§ Written task A
Duplicate word for word the portion of the court order that opens with the words containing "United States District" and closes with "Court Case No.".

§ Given text
····················

United States District Court, C.D. California
ORDER TO SHOW CAUSE RE: DISMISSAL FOR UNEXHAUSTION
AND NONCOGNIZABILITY
GAIL
J. STANDISH UNITED STATES MAGISTRATE JUDGE
On July
11, 2016, Petitioner filed a 28 U.S.C. § 2254 habeas
petition in this district (“Petition”). The
Petition stems from Petitioner’s March 4, 2015
conviction in Los Angeles County Superior Court Case No.
NA100573 (the “State Conviction”). Petitioner
sustained the State Conviction following his nolo contendere
plea to five counts of violating California Health &
Safety Code § 11379(a). He was sentenced on March 27,
2015.
Petitioner
did not appeal the State Conviction. (Petition at 3-5.) He
filed a motion in the trial court on or about September 4,
2015, to recall his felony sentence and reduce it, which the
trial court denied on September 18, 2015. He may have filed
another such trial court motion on or about November 17,
2015, although the record is unclear. It is clear, however,
that Petitioner has not filed any habeas petitions or other
post-conviction filings in the California Court of Appeal or
the California Supreme Court.[1]
The
Petition bears a signature date of June 21, 2016, but it was
not received by the Clerk’s Office until July 8, 2016.
For the sake of argument, pursuant to the “mailbox
rule, ” the Court will deem the Petition to have been
“filed” on June 21, 2016. See Campbell v.
Henry, 614 F.3d 1056, 1058-59 (9th Cir. 2010); Rule 3(d)
of the Rules Governing Section 2254 Cases in the United
States District Courts.

····················

§ Records shown
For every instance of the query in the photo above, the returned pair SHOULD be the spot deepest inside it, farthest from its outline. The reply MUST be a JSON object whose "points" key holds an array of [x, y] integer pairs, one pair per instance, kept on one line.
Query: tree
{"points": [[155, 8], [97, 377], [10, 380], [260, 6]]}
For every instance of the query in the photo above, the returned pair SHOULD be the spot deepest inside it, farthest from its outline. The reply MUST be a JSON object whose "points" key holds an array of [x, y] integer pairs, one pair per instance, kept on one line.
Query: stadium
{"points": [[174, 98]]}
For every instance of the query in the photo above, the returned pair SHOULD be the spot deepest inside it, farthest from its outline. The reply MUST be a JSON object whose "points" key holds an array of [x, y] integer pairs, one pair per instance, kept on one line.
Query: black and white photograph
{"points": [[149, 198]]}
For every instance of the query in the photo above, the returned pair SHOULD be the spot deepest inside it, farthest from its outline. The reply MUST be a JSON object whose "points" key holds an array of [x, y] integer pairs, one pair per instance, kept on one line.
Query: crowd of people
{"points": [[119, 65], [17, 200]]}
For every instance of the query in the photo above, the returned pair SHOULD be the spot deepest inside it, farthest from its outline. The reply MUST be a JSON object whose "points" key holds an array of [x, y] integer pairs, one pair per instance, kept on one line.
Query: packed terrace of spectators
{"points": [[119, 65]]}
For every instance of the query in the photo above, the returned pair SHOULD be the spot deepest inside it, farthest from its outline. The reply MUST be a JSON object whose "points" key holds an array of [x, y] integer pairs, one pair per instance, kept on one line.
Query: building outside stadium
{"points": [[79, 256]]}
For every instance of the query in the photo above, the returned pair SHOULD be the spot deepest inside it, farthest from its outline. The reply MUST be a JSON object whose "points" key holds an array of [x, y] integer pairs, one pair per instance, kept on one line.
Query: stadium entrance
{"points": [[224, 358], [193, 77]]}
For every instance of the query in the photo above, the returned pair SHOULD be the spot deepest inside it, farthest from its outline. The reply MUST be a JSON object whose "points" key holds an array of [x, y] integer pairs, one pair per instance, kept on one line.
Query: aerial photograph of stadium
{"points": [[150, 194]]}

····················

§ Written task B
Filter the entries and copy out each line that contains the string "stadium".

§ Complete output A
United States District Court, C.D. California
ORDER TO SHOW CAUSE RE: DISMISSAL FOR UNEXHAUSTION
AND NONCOGNIZABILITY
GAIL
J. STANDISH UNITED STATES MAGISTRATE JUDGE
On July
11, 2016, Petitioner filed a 28 U.S.C. § 2254 habeas
petition in this district (“Petition”). The
Petition stems from Petitioner’s March 4, 2015
conviction in Los Angeles County Superior Court Case No.

§ Complete output B
Query: stadium
Query: building outside stadium
Query: stadium entrance
Query: aerial photograph of stadium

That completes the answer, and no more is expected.